** start Recorded information **
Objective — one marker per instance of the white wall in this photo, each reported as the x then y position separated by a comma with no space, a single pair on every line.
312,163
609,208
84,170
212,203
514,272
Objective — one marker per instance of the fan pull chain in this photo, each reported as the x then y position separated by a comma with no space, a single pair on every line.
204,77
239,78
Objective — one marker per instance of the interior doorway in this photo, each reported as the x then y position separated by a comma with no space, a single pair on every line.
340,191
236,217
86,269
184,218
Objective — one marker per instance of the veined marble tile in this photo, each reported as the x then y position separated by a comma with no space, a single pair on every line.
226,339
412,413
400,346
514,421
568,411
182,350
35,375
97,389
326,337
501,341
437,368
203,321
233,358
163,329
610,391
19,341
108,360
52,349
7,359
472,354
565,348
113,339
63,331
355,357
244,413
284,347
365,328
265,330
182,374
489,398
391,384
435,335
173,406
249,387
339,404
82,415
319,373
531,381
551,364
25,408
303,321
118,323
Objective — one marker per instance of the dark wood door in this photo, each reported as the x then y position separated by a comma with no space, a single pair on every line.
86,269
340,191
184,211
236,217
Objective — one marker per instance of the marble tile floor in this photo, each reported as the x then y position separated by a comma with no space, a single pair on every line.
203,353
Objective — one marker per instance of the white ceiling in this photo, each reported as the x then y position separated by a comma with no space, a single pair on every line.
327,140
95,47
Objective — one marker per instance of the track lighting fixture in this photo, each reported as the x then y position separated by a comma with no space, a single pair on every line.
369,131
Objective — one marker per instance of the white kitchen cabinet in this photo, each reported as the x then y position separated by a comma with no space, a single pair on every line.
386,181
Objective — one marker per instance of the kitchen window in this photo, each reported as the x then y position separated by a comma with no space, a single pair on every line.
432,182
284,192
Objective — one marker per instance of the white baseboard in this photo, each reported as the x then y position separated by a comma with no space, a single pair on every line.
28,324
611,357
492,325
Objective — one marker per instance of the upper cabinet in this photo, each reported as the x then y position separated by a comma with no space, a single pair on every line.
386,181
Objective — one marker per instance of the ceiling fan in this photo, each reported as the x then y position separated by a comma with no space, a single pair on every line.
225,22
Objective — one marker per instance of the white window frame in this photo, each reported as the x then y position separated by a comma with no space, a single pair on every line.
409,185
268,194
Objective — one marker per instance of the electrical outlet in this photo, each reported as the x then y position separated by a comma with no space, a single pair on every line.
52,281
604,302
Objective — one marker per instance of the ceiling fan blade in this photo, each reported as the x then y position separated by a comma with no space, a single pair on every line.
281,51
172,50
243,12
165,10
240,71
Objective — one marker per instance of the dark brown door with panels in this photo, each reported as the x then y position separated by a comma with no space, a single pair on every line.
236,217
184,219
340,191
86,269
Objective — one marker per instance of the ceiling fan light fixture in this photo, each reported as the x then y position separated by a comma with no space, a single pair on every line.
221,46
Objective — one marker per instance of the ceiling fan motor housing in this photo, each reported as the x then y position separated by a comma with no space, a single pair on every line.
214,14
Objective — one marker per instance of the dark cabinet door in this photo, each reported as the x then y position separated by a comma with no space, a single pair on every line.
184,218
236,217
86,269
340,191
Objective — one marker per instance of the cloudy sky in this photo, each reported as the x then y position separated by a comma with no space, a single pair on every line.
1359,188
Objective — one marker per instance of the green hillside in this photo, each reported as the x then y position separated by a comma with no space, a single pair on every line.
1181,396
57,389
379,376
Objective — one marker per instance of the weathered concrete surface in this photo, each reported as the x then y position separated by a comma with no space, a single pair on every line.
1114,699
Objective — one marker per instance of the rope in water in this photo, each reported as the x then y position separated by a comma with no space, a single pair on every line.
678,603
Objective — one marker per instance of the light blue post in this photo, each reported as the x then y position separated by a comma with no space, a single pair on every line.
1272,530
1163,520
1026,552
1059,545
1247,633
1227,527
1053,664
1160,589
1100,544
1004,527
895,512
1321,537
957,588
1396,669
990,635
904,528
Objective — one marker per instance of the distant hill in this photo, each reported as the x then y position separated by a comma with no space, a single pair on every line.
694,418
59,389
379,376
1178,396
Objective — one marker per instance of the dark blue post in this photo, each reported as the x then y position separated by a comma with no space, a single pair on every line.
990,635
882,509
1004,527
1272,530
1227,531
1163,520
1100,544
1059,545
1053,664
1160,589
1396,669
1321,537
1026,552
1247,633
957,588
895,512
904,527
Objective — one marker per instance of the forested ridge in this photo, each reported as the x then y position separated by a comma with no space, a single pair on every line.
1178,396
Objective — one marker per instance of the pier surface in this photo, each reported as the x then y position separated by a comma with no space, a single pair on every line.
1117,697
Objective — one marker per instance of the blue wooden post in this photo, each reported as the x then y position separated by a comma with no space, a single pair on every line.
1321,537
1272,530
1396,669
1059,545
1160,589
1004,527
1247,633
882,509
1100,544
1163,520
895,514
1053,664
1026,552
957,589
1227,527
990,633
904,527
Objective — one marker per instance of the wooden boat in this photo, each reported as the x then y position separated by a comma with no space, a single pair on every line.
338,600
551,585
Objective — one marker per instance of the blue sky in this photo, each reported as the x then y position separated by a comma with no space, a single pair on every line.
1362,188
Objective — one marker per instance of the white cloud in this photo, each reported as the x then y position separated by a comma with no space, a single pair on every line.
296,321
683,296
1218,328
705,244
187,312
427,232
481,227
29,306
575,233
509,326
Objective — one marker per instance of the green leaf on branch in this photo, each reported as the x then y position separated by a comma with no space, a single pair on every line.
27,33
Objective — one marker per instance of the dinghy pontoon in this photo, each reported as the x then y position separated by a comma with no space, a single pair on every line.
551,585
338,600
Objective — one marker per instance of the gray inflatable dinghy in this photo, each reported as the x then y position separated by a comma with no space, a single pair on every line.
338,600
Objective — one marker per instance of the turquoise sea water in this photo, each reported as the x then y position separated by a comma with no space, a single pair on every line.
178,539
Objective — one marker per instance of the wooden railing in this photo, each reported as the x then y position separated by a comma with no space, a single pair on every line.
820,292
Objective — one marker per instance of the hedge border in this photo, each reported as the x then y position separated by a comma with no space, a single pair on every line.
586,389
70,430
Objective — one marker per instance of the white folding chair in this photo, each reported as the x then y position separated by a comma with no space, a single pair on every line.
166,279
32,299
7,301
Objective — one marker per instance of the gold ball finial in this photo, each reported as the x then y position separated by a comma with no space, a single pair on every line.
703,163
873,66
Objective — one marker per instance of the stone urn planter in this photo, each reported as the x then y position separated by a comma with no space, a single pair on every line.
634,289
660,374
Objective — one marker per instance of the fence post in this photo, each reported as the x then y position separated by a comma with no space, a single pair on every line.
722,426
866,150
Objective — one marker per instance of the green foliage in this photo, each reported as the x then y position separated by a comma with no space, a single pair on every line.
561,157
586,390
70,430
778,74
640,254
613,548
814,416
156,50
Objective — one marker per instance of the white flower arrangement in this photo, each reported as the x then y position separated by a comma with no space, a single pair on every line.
** end Recorded information **
Aim: Please reproduce every line of the material word for word.

Solved exercise:
Objective — one marker per instance of the white wall in this photo, each reported as the x then y position separated by a comma with no space, a single pair on every line.
312,163
609,208
84,170
212,203
514,272
Objective — one marker per instance of the fan pull chain in this photo, each reported as the x then y position separated by a comma with no space, a single pair on every line.
204,77
239,78
Objective — one marker per instance of the interior doorway in this photo, each reported as the x then y position separated by a comma with no space, a single pair on every line.
340,191
236,217
86,269
184,218
Objective — one marker per instance of the veined marble tile in this photo, each reported as the x then y position separated by a comma with no space, a single pair on every line.
226,339
412,413
400,346
514,421
568,411
182,350
35,375
97,389
326,337
501,341
437,368
203,321
233,358
163,329
610,391
19,341
108,360
52,349
7,359
472,354
565,348
113,339
63,331
355,357
244,413
284,347
365,328
265,330
182,374
489,398
391,384
435,335
173,406
249,387
339,404
82,415
319,373
531,381
551,364
25,408
303,321
118,323
Objective — one marker per instance of the dark wood door in this photo, each reported as the x then y position separated by a comma with no space, a single pair on every line.
86,269
340,191
184,211
236,217
Objective — one marker per instance of the marble tile floor in this photo, each reported as the x then y position separated by a comma with no space, a single pair on every line.
203,353
Objective — one marker per instance of the white ceiling in this photo, each reported as the x then y position separated by a comma with no space, a single pair on every line.
327,140
95,47
Objective — one marker per instance of the track lighting fixture in this photo, each reported as the x then y position separated by a comma with no space, a single pair on every line.
369,131
Objective — one marker per instance of the white kitchen cabinet in this photo, each reported as the x then y position separated by a comma with no space, a single pair on every line.
386,181
Objective — one marker per instance of the kitchen window in this photo, each reported as the x then y position separated by a comma with no space, a single pair on every line.
432,182
284,192
Objective — one marker per instance of the white baseboard in this photo, each reported as the x then y position separated by a comma with no space, a single pair on every line.
28,324
611,357
492,325
Objective — one marker per instance of the upper cabinet in this photo, each reported as the x then y position separated by a comma with no space, a single pair on every line.
386,181
Objective — one marker per instance of the ceiling fan in this photo, each reported as the x then y position separated by a comma with no space, a single pair on every line.
225,22
Objective — one marker per instance of the white window frame in this photo, each reported as the x then y position separated by a comma with no space, a single pair on every line.
409,185
268,194
Objective — one marker per instance of the electrical outlet in this photo, each reported as the x then y position separated by a comma with no space, a single pair on every line.
52,281
604,302
Objective — one marker per instance of the ceiling fan blade in this photo, each reported as the x then y position separated by a comma with no space, a single pair on every line.
281,51
172,50
243,12
165,10
240,71
Objective — one marker per instance of the dark brown door with panels in this photo, each reported as the x then y position separated by a comma with no space, a single pair on every line.
236,217
184,219
340,191
86,269
Objective — one marker per instance of the ceiling fan light fixture in this photo, each reported as the x then y position separated by a comma with no space, a single pair on every line.
221,46
Objective — one marker per instance of the ceiling fan motor housing in this photo, each reported as the x then y position separated by a comma with no space, a single pair on every line.
214,14
Objective — one marker per instance of the dark cabinet door in this photo, each reported as the x then y position separated by a comma with no space, a single pair on every line.
184,218
236,217
86,269
340,191
Objective — one marker per instance of the cloudy sky in this photo, each reported as the x then y position separated by a comma with no space, a single pair on every line.
1359,188
Objective — one marker per instance of the green hillside in this photo, each reported as the x then y position separated by a comma with no space, a single pair on every line.
1181,396
57,389
379,376
Objective — one marker per instance of the weathered concrete surface in this photo, each reported as the x then y position separated by a comma with no space, a single pair on every line.
1114,699
Objective — one marker per instance of the rope in water in this photo, each reported as the x then y position separated by a comma with no space, a single pair on every line.
678,603
Objective — one marker per instance of the light blue post in this photo, each reported as the x then y position separated by a comma with no space, a single pair on every line.
1272,530
1163,520
1026,552
1059,545
1247,633
1227,527
1053,664
1160,589
1100,544
1004,527
895,512
1321,537
957,588
1396,669
990,635
904,528
Objective — one marker per instance of the distant hill in this photo, each reported as the x then y position separated by a comma with no space, a single pair on every line.
694,418
59,389
379,376
1178,396
Objective — one marker per instance of the dark blue post in this photo, each reported as the x then y position separated by a comma with no space, a single pair on every line.
990,635
882,509
1004,527
1272,530
1227,531
1163,520
1100,544
1059,545
1053,664
1160,589
1396,669
1321,537
1026,552
1247,633
957,588
895,512
904,527
Objective — one marker per instance of the forested ridge in this photo, each reported as the x then y position separated by a comma with no space, a single pair on every line.
1178,396
Objective — one marker per instance of the pier surface in this photo, each reported as the x then y position separated by a comma with no space, a single pair on every line.
1117,697
Objective — one marker per instance of the blue wooden post in this photo, each reported as the x then y position separated by a comma with no space, a single pair on every line.
1321,537
1272,530
1396,669
1059,545
1160,589
1004,527
1247,633
882,509
1100,544
1163,520
895,514
1053,664
1026,552
957,589
1227,527
990,633
904,527
Objective — one marker per instance of the wooden boat in this photo, each reported as the x then y position separated by a comma with no space, a single pair on every line.
338,600
551,585
Objective — one marker per instance of the blue sky in this photo, each reported as the x then y position separated by a comma with no space, a single pair on every line.
1362,188
Objective — one marker per instance of the white cloud in this photo, each reported as the x then y position separated by a comma with no space, a single pair on every line.
296,321
683,296
1218,328
705,244
187,312
427,232
481,227
29,306
575,233
509,326
Objective — one marker per instance of the green leaf on branch in this photo, each reported as the x then y position separated by a comma with no space, a single pair on every line.
27,33
Objective — one marker per instance of the dinghy pontoon in this photo, each reported as the x then y position separated by a comma with no space, a single pair on every line.
551,585
338,600
Objective — one marker per instance of the gray inflatable dinghy in this photo, each reported as the x then y position separated by a comma with no space, a single pair on every line.
338,600
Objective — one marker per instance of the turquoise sea water in this photo, each reported as the x then y position separated by a comma with no space, a single pair on every line.
178,539
Objective — one marker per instance of the wooden railing in this photo, each reported as the x then y position separated by a comma with no space, a single pair on every line.
820,292
Objective — one marker per instance of the hedge border in this photo, each reported as the x then y position separated by a comma with no space, a single pair on every line.
586,389
70,430
Objective — one marker per instance of the white folding chair in this photo, each reported as the x then y position separated by a comma with no space, a single pair on every line.
166,279
32,299
7,301
Objective — one marker per instance of the gold ball finial in this photo, each reported as the x then y position separated by a comma with no space, a single pair on every line.
703,163
873,66
Objective — one marker per instance of the stone urn planter in this photo, each reported as the x then y position separated by a comma with no space, a single pair on every line.
634,289
660,374
Objective — one marker per instance of the fence post in this photo, each reported as the x then y position separated by a comma with no space, a single pair on every line.
722,426
866,150
Objective — one marker per instance of the green foliage in this photo, each reported as the x then y position separated by a comma with no space, a single pair on every line.
561,157
586,390
70,430
778,74
640,254
613,548
814,416
156,50
Objective — one marker per instance of the white flower arrangement in this photo, each reported as the x then y position separated by a comma with no space, a single pair on every line.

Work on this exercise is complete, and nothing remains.